Description of the task: Could you put every line of the records below into a numbered list, leaving out any blank lines?

# Start of Supplied data

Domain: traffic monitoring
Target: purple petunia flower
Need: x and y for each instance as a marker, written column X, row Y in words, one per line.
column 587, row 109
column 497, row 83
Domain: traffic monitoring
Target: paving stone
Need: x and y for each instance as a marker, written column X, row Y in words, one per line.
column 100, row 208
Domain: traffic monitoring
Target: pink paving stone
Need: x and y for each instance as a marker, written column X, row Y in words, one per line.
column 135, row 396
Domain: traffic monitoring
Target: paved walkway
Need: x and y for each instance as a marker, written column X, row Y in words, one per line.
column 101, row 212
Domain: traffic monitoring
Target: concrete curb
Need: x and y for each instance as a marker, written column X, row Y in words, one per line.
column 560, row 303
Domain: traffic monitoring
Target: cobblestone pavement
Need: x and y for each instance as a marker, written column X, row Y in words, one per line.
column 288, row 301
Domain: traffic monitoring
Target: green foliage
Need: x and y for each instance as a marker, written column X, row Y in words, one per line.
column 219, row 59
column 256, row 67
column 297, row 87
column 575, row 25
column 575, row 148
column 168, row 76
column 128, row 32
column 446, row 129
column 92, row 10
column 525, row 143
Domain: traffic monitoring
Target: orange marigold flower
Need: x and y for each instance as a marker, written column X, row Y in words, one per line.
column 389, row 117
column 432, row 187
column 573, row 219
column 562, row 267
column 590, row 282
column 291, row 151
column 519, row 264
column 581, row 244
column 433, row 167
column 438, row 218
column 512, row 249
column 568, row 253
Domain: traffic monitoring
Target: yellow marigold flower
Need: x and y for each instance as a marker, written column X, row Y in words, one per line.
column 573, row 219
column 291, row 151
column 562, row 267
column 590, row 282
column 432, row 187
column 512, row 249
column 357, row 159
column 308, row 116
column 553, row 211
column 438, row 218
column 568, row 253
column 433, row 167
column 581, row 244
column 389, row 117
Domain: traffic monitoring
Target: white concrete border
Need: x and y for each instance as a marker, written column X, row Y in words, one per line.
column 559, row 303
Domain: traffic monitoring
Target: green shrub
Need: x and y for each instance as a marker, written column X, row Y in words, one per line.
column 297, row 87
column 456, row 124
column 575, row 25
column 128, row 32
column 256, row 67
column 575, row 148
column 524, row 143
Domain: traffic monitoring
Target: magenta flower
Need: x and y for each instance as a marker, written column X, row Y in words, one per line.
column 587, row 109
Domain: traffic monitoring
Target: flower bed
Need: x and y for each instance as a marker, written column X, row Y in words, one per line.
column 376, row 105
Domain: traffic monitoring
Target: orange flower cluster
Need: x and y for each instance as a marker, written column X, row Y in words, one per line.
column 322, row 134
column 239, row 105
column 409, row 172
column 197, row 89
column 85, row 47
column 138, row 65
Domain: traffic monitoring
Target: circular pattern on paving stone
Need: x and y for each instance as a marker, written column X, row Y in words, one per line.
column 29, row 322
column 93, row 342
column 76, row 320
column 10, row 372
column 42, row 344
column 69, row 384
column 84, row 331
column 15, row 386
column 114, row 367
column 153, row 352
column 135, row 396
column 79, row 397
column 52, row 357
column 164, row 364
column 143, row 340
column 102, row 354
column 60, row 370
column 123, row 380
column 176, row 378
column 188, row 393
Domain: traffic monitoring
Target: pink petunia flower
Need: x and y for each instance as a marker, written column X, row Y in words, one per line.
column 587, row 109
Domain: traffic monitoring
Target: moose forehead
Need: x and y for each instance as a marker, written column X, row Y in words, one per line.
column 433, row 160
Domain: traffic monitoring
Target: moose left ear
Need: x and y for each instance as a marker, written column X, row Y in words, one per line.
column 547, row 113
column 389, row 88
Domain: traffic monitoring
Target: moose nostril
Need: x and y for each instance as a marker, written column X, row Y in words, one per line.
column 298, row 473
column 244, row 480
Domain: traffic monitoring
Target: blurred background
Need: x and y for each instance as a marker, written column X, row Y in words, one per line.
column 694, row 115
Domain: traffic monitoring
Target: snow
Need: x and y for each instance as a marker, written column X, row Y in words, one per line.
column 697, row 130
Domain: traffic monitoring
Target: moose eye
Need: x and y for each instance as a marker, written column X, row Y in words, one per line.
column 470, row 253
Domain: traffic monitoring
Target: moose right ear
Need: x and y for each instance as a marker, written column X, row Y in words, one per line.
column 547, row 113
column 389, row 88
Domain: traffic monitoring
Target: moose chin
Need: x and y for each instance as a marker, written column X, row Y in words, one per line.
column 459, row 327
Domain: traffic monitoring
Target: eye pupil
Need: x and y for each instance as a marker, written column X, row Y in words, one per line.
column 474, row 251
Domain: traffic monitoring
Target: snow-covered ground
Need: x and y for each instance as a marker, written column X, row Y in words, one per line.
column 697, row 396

# End of Supplied data

Solution to this exercise:
1. Domain: traffic monitoring
2. Target: purple petunia flower
3. Need: x and y for each instance as a marker, written column X, row Y in words, one per line.
4. column 587, row 109
5. column 497, row 83
6. Domain: traffic monitoring
7. Target: paving stone
8. Need: x and y for each instance as a marker, written column X, row Y in words, one per line.
9. column 100, row 208
10. Domain: traffic monitoring
11. Target: pink paving stone
12. Need: x and y for each instance as a marker, written column X, row Y in words, one per line.
13. column 135, row 396
14. Domain: traffic monitoring
15. Target: paved walkway
16. Need: x and y for each instance as a marker, written column X, row Y in words, one per line.
17. column 101, row 212
18. Domain: traffic monitoring
19. Target: concrete curb
20. Need: x and y for each instance as a marker, written column X, row Y in words, one per line.
21. column 560, row 303
22. Domain: traffic monitoring
23. Target: cobblestone pavement
24. Need: x and y for each instance as a marker, written column X, row Y in words, one per line.
25. column 288, row 301
26. Domain: traffic monitoring
27. Target: green foliage
28. Need: x and y for each instance as a marker, written column X, row Y in words, one per line.
29. column 219, row 59
30. column 256, row 67
31. column 297, row 87
32. column 575, row 25
33. column 575, row 148
34. column 168, row 76
35. column 128, row 32
36. column 446, row 129
37. column 92, row 10
38. column 525, row 143
39. Domain: traffic monitoring
40. Target: orange marigold flower
41. Need: x and y for each instance as a marker, written column X, row Y in words, one per line.
42. column 389, row 117
43. column 432, row 187
44. column 573, row 219
45. column 562, row 267
46. column 590, row 282
47. column 291, row 151
48. column 519, row 264
49. column 581, row 244
50. column 433, row 167
51. column 438, row 218
52. column 512, row 249
53. column 568, row 253
54. Domain: traffic monitoring
55. Target: yellow marigold flower
56. Need: x and y for each instance as a marker, written column X, row Y in words, one per line.
57. column 573, row 219
58. column 291, row 151
59. column 562, row 267
60. column 590, row 282
61. column 432, row 187
62. column 512, row 249
63. column 357, row 159
64. column 308, row 116
65. column 553, row 211
66. column 438, row 218
67. column 568, row 253
68. column 433, row 167
69. column 581, row 244
70. column 389, row 117
71. Domain: traffic monitoring
72. Target: white concrete border
73. Need: x and y for each instance as a marker, written column X, row Y in words, one per line.
74. column 559, row 303
75. Domain: traffic monitoring
76. Target: green shrub
77. Need: x and y for each instance as a marker, written column X, row Y in words, one per line.
78. column 297, row 87
79. column 456, row 124
80. column 575, row 25
81. column 128, row 32
82. column 256, row 67
83. column 575, row 148
84. column 524, row 143
85. Domain: traffic monitoring
86. Target: magenta flower
87. Need: x and y for each instance as a marker, written column X, row Y in words, one per line.
88. column 587, row 109
89. Domain: traffic monitoring
90. Target: flower bed
91. Need: x and y for each instance as a marker, written column X, row Y in words, one per line.
92. column 376, row 105
93. Domain: traffic monitoring
94. Target: orange flower cluster
95. Need: x and y for each instance as a marker, written column X, row Y in words, one per line.
96. column 322, row 134
97. column 239, row 105
98. column 409, row 172
99. column 197, row 89
100. column 85, row 47
101. column 138, row 65
102. Domain: traffic monitoring
103. Target: circular pattern on paving stone
104. Need: x and y for each instance as a marker, written column X, row Y in words, one per line.
105. column 29, row 322
106. column 93, row 342
107. column 76, row 320
108. column 10, row 372
109. column 42, row 344
110. column 69, row 384
111. column 84, row 331
112. column 15, row 386
113. column 114, row 367
114. column 153, row 352
115. column 135, row 396
116. column 79, row 397
117. column 52, row 357
118. column 164, row 364
119. column 143, row 340
120. column 102, row 354
121. column 60, row 370
122. column 123, row 380
123. column 176, row 378
124. column 188, row 393
125. Domain: traffic monitoring
126. Target: pink petunia flower
127. Need: x and y for each instance as a marker, written column X, row Y in words, one per line.
128. column 587, row 109
129. Domain: traffic monitoring
130. Target: moose forehead
131. Need: x and y for each instance as a marker, written column X, row Y in words, one per line.
132. column 433, row 160
133. Domain: traffic monitoring
134. Target: moose left ear
135. Need: x and y for each instance as a marker, written column X, row Y in words, one per line.
136. column 547, row 113
137. column 389, row 88
138. Domain: traffic monitoring
139. Target: moose nostril
140. Need: x and y for each instance as a marker, written column X, row Y in words, one per line.
141. column 298, row 473
142. column 244, row 480
143. Domain: traffic monitoring
144. Target: blurred background
145. Need: x and y for each instance as a marker, written column X, row Y in words, one per line.
146. column 694, row 115
147. Domain: traffic monitoring
148. Target: snow
149. Need: x and y for each instance as a marker, written column X, row Y in words, one per line.
150. column 697, row 130
151. Domain: traffic monitoring
152. Target: moose eye
153. Need: x and y for each instance as a marker, written column X, row Y in words, one per line.
154. column 470, row 253
155. Domain: traffic monitoring
156. Target: moose right ear
157. Need: x and y for each instance as a marker, written column X, row Y in words, one per line.
158. column 547, row 113
159. column 389, row 88
160. Domain: traffic monitoring
161. Target: moose chin
162. Need: x and y for each instance as a marker, written column X, row Y in words, one per line.
163. column 459, row 327
164. Domain: traffic monitoring
165. Target: eye pupil
166. Need: x and y for each instance as a marker, written column X, row Y in words, one per line.
167. column 474, row 251
168. Domain: traffic monitoring
169. Target: snow-covered ground
170. Need: x and y for each instance as a marker, written column X, row Y in words, one per line.
171. column 697, row 396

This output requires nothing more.